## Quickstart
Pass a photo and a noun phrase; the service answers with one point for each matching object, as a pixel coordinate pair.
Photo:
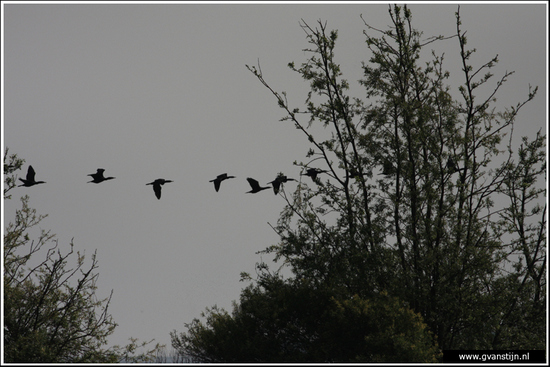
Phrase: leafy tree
(51, 311)
(408, 204)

++++++++

WHAT YOU SHOULD DO: Print all of the rows above again word for word, omitting the pictures.

TASK ANSWER:
## Quickstart
Pass a photo and a noun phrase; the service answers with one point for each matching object, as a pixel coordinate pair.
Photo:
Phrase: leafy tree
(51, 311)
(408, 204)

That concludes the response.